═══ Passage for review ═══

If a claim for spousal maintenance payments is being pursued a court will have to carefully consider what the other division of assets such as property, money, and pensions mean in real terms. Put simply – you can’t have everything.
Then there needs to be a reasonable balance between expecting the husband (usually) to meet the cost of any residual needs, and allowing him an opportunity to move on as the marriage has now ended.
The court has been required to consider in all cases whether they should impose a “clean break” (an order where there is no spousal maintenance payable at all) since 1984. So why is a decision that a wife should be expected to earn her own living so apparently controversial?
Getting the right advice is essential
One opinion, put forward by Raymond Tooth, senior partner of Sears Tooth, is that the wife is simply being badly advised if she makes no real effort to go out and secure a job of any sort. I have to say (as a mother of three who has always worked full-time to ensure the bills can be paid) that I wholeheartedly agree.
The luxuries and decisions that a couple may be able to afford to have and make whilst together as a single household almost invariably have to be reconsidered once two households are required. To suggest that a wife should be able to expect to stay at home once the children are secured at school (and the original judge in the Wright case went as far as to say she believed that once the children are aged 7 or in year two at primary school) as a matter of course - is in my view a form of old fashioned sexism of the worst kind, even if the husband has historically earned significantly more than her.
Coming to a fair divorce settlement
There will of course always be cases where no other solution would be fair, especially if there are very few other assets and the main financial burden of providing a home for the children falls on her shoulders; then equally why should a husband expect to retain his income (save for child support) and walk away from the situation with no further responsibility. Or if there are real health difficulties to be taken into account.

═══ Extracted data ═══

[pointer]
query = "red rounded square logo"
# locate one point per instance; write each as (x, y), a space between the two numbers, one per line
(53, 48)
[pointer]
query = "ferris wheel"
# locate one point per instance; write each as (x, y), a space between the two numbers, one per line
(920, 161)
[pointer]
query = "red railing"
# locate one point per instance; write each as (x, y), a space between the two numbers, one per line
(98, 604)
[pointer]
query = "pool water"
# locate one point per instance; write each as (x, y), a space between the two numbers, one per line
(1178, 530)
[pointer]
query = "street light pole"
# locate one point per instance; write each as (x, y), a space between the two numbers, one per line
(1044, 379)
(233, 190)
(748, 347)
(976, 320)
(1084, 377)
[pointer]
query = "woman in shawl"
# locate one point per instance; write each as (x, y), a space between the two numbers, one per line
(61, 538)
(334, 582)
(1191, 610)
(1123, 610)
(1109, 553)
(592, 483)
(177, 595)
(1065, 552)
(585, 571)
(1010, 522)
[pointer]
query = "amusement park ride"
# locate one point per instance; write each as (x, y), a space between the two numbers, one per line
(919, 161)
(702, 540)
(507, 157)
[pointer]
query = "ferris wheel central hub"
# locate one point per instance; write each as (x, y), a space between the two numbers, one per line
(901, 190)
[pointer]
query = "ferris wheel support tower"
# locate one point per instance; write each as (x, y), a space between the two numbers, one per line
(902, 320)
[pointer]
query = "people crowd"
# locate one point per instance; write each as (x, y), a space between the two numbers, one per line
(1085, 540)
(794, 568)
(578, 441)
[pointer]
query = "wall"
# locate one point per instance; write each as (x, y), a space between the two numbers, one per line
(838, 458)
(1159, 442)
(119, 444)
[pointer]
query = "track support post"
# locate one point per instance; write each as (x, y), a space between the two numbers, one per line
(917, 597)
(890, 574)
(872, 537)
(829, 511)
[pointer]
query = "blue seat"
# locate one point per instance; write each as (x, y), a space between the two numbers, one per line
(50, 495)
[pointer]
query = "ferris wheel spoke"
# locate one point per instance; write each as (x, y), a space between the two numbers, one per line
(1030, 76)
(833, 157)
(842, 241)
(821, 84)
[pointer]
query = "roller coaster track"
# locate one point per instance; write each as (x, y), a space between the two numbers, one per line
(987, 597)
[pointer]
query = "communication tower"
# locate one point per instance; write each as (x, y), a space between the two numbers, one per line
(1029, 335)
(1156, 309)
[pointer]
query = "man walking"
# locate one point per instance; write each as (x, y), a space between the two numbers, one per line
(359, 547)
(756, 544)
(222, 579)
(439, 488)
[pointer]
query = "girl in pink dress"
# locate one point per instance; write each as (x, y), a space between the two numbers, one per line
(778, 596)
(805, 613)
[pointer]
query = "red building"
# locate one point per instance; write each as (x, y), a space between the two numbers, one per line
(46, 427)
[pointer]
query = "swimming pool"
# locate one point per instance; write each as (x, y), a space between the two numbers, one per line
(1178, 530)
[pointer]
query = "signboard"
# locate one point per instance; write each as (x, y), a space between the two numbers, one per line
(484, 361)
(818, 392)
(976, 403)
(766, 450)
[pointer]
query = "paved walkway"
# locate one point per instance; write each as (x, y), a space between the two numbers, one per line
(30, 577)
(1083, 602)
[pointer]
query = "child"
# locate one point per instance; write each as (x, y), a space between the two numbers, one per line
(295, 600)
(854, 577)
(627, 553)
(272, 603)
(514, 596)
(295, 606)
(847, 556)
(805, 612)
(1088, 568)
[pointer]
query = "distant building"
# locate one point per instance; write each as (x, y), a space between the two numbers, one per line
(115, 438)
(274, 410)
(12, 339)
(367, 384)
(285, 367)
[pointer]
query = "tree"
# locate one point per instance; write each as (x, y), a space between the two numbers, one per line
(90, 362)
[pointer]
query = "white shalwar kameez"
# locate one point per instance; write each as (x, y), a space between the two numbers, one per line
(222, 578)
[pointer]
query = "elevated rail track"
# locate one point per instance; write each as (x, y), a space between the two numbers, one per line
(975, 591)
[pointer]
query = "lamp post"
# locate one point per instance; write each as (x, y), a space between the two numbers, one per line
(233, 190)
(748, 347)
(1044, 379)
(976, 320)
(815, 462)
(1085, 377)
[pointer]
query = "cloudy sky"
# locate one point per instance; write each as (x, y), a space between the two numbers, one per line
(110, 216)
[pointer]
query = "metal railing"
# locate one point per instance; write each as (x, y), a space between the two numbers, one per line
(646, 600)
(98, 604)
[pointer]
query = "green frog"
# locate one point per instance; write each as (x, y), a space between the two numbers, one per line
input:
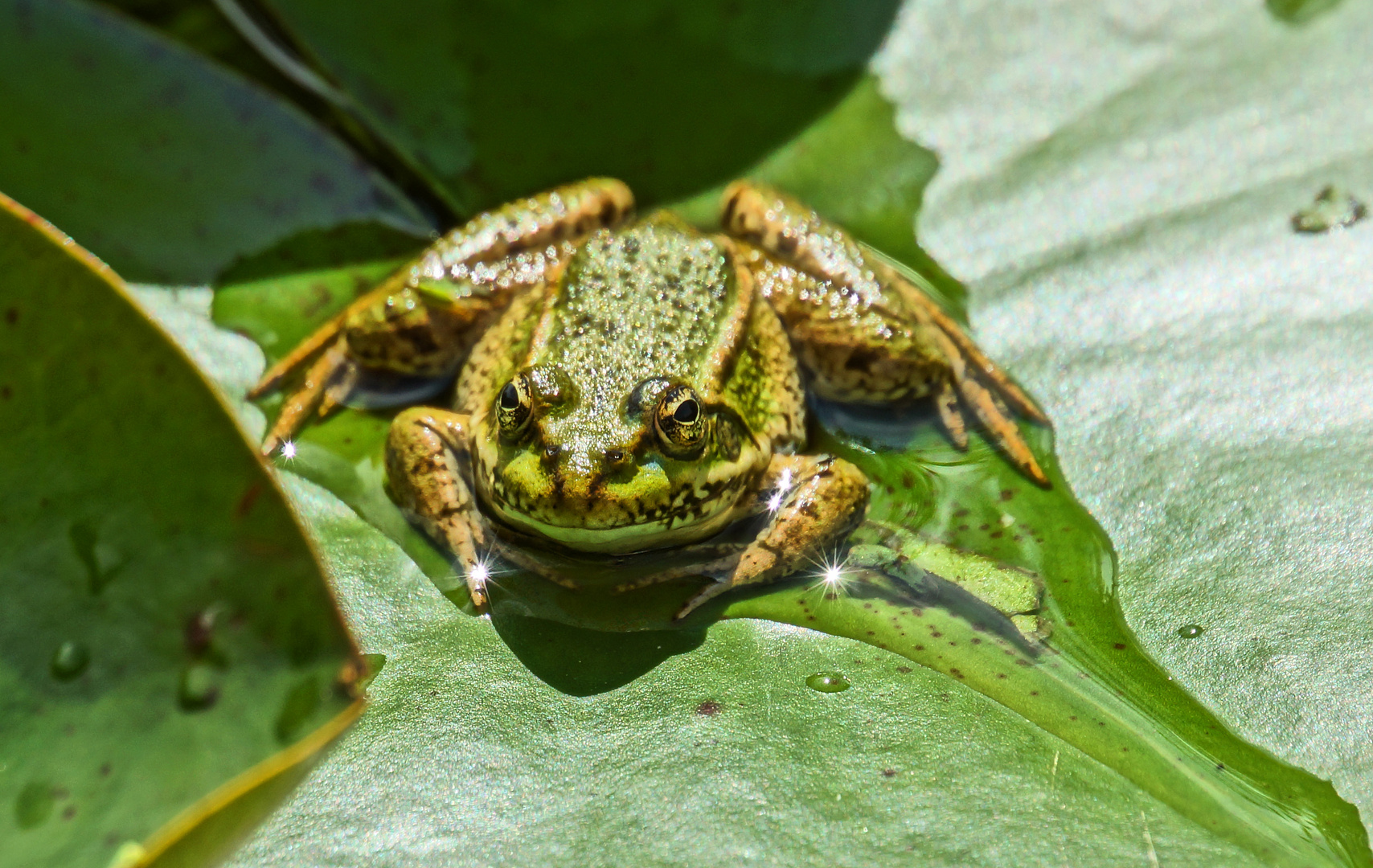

═══

— To do —
• A. Answer these questions from the passage on spousal maintenance, marking each answer to match:
(i) Since what year has the court been required to consider a "clean break" in all cases?
(ii) What position does Raymond Tooth hold?
(iii) What is a "clean break" order?
• B. Summarize the passage on spousal maintenance in two sentences.

— Solved problems —
• A.
(i) 1984.
(ii) He is senior partner of Sears Tooth.
(iii) An order under which no spousal maintenance is payable at all.

• B. A court hearing a claim for spousal maintenance must weigh what the other division of assets means in real terms and balance meeting residual needs against letting the husband move on, and since 1984 it has had to consider a clean break in all cases. The writer agrees that a wife who makes no real effort to get a job is badly advised and calls the expectation that she stay at home as a matter of course old-fashioned sexism, though other solutions may be unfair where there are few other assets, where she bears the main burden of housing the children, or where there are real health difficulties.